TASK TO COMPLETE: Could you reproduce all of the material below word for word, leaving out nothing and changing nothing?
------
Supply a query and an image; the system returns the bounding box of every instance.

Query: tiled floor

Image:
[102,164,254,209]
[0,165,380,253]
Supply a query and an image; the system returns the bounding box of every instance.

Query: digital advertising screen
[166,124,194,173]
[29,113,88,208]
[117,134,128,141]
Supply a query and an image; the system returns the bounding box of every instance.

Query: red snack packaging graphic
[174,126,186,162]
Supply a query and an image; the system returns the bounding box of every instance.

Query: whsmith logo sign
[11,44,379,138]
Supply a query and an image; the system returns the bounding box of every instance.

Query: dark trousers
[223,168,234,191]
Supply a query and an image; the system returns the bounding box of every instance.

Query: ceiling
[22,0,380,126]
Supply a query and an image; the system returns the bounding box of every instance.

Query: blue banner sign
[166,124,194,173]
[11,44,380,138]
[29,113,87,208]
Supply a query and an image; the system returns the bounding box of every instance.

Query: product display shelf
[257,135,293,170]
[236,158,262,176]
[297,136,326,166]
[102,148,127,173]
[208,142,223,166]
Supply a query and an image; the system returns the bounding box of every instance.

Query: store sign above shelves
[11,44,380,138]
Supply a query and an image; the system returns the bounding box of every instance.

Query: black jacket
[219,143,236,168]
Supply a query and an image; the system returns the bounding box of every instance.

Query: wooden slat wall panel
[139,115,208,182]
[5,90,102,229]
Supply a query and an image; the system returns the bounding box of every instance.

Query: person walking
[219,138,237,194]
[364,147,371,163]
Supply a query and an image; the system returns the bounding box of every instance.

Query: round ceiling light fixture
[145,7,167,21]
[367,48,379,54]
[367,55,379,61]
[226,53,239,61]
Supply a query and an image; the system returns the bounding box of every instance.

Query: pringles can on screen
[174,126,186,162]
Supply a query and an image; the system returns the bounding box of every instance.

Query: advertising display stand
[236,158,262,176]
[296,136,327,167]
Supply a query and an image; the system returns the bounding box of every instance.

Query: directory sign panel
------
FULL SOLUTION:
Supply a query and an image; the system returns the bounding box of every instance.

Query: tiled floor

Image:
[102,164,254,209]
[0,165,380,253]
Supply a query and an image; the system returns the bounding box of every instance.

Query: digital advertising screen
[166,124,194,173]
[29,113,88,208]
[117,134,128,141]
Supply a query and an image; the system returns the bounding box of every instance.

Query: red snack packaging graphic
[174,126,186,162]
Supply a query and an image; the system returns the bounding box of every instance.

Query: whsmith logo sign
[11,44,379,138]
Supply a query and an image; the system returns the bounding box of every instance.

Query: dark trousers
[223,168,234,191]
Supply a query and an image; the system returns the bounding box of every instance.

Query: ceiling
[22,0,380,126]
Supply a query and an image; the system returns the bounding box of every instance.

Query: blue banner sign
[166,124,194,173]
[11,44,380,138]
[29,113,87,208]
Supply a query and an image; the system returns the bounding box of every instance.

Query: product display shelf
[257,135,293,170]
[236,158,262,176]
[297,136,326,166]
[102,148,127,173]
[208,142,223,166]
Supply a query and an image; the system returns the bounding box of every instance.

Query: store sign above shelves
[11,44,380,138]
Supply a query and an image; the system returns the bounding box of every instance.

Query: black jacket
[219,143,236,168]
Supply a query and an image; the system returns the bounding box of every instance.

Query: wooden slat wall panel
[139,115,208,182]
[5,90,102,229]
Supply a query and an image; the system returns the bounding box of every instance.

Query: person walking
[219,138,237,194]
[364,147,371,163]
Supply a query and an image; the system returns the bounding box of every instance.

Query: round ceiling light fixture
[145,7,167,21]
[367,48,379,54]
[367,55,379,61]
[226,53,239,61]
Supply a query and an image; the system returns the bounding box of every instance.

Query: pringles can on screen
[174,126,186,162]
Supply a query and an image; the system returns the bounding box of every instance.

Query: advertising display stand
[236,158,262,176]
[296,136,327,167]
Supply a query and an image; the system returns the bounding box of every instance.

Query: directory sign panel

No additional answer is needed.